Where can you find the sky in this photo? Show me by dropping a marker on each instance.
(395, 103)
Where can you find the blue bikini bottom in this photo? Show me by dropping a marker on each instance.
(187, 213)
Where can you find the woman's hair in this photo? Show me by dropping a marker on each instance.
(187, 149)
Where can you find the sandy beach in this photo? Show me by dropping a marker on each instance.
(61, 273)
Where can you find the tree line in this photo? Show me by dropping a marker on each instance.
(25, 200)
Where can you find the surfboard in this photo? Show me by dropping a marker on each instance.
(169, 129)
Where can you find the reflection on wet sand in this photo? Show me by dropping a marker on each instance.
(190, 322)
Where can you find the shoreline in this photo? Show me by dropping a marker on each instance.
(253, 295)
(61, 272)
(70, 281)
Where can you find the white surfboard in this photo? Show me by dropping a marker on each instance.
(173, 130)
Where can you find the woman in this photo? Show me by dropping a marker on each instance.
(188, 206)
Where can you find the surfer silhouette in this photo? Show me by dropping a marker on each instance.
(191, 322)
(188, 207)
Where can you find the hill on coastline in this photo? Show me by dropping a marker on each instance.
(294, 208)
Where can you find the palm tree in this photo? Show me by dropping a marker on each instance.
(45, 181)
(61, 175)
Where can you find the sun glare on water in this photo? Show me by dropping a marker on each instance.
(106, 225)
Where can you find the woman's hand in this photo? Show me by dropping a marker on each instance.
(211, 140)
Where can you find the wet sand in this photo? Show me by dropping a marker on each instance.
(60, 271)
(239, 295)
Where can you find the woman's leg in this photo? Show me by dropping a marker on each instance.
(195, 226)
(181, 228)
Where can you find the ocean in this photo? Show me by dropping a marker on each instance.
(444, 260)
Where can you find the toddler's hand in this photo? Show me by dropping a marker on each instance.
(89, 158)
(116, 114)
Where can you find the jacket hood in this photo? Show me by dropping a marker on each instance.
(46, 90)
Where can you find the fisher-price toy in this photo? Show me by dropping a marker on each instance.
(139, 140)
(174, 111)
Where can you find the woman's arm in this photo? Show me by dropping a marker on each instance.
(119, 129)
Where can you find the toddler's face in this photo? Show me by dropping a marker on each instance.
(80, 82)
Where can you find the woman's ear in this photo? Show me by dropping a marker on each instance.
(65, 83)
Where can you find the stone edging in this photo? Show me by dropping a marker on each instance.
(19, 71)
---+---
> **Short task**
Present every line of the records above as a Markdown table with the columns Row and Line, numbering each row and omitting blank lines.

> **Task solution**
| Row | Line |
|---|---|
| 1 | Where can you find the sky in this photo? Show me by dropping a marker on each instance. |
| 2 | (395, 103) |
| 3 | Where can you find the blue bikini bottom in this photo? Show me by dropping a marker on each instance. |
| 4 | (187, 213) |
| 5 | Where can you find the woman's hair in this photo? Show me by dropping a marker on each instance. |
| 6 | (187, 149) |
| 7 | Where can you find the sandy beach in this photo? Show me by dropping a marker on each instance. |
| 8 | (61, 273) |
| 9 | Where can you find the tree line in this photo? Show me by dropping a marker on each instance. |
| 10 | (25, 200) |
| 11 | Where can you find the surfboard in this photo? Show me by dropping a marker on each instance. |
| 12 | (169, 129) |
| 13 | Where can you find the reflection on wet sand in this photo? Show me by dropping a marker on each instance. |
| 14 | (190, 322) |
| 15 | Where can you find the shoreline in this photo? Show me by dropping a marker on each instance. |
| 16 | (253, 295) |
| 17 | (61, 272) |
| 18 | (70, 281) |
| 19 | Where can you find the white surfboard in this photo? Show me by dropping a marker on each instance. |
| 20 | (173, 130) |
| 21 | Where can you find the woman in this photo? Show me by dropping a marker on each instance. |
| 22 | (188, 206) |
| 23 | Where can you find the surfer silhouette in this photo? Show me by dropping a marker on each instance. |
| 24 | (191, 322) |
| 25 | (188, 207) |
| 26 | Where can you find the hill on coastline in this photo? Show me by dropping a marker on each instance. |
| 27 | (294, 208) |
| 28 | Where can you find the palm tree in this photo? Show me by dropping a marker on each instance. |
| 29 | (45, 181) |
| 30 | (61, 175) |
| 31 | Where can you find the sun glare on water in this photo? Show me by dropping a marker on each instance. |
| 32 | (106, 225) |
| 33 | Where can you find the woman's hand in this photo? Show me by dropping a marker on each instance. |
| 34 | (211, 140) |
| 35 | Where can you find the wet sand in this photo? Show me by dropping a marker on each instance. |
| 36 | (60, 271) |
| 37 | (239, 295) |
| 38 | Where can you find the woman's leg in this photo? Show me by dropping a marker on each instance. |
| 39 | (195, 226) |
| 40 | (181, 228) |
| 41 | Where can you find the ocean in this photo? Show me by dropping a marker on each instance. |
| 42 | (444, 260) |
| 43 | Where can you find the toddler's hand in this photo? Show me by dropping a marker on each instance. |
| 44 | (89, 158) |
| 45 | (116, 114) |
| 46 | Where can you find the jacket hood in this photo? Show me by dropping a marker on each instance. |
| 47 | (46, 90) |
| 48 | Where can you find the fisher-price toy in this photo? Show me by dropping a marker on each instance. |
| 49 | (139, 140) |
| 50 | (174, 111) |
| 51 | Where can you find the woman's arm in this photo? Show me by dropping a marker on each instance. |
| 52 | (119, 129) |
| 53 | Where can you find the toddler's face in this photo? Show me by dropping a marker on each instance. |
| 54 | (80, 82) |
| 55 | Where can you find the woman's ear in this photo? Show me by dropping a marker on each instance. |
| 56 | (65, 83) |
| 57 | Where can you find the stone edging in this photo? Show me by dropping a marker on each instance. |
| 58 | (19, 71) |